__Instruction__: Duplicate each of the rows below verbatim, leaving out the pictures.

__Exercise inputs__:

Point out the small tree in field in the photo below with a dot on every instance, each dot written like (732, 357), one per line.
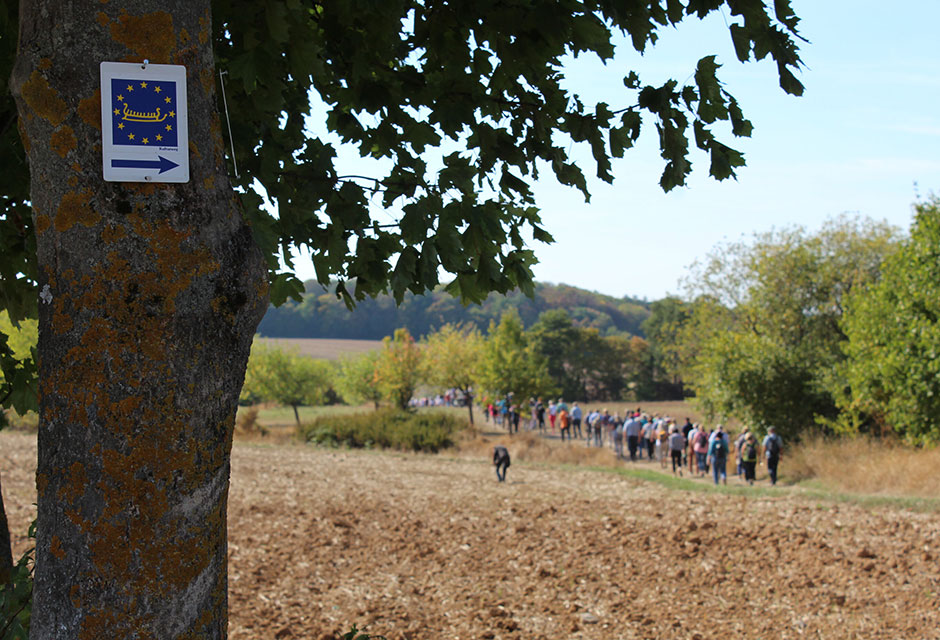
(286, 377)
(511, 363)
(398, 371)
(357, 378)
(452, 359)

__Response to this task__:
Point out the small tree in field in the photo below with a dot on every instance, each dot written like (732, 357), one per line.
(286, 377)
(511, 363)
(398, 371)
(357, 378)
(452, 359)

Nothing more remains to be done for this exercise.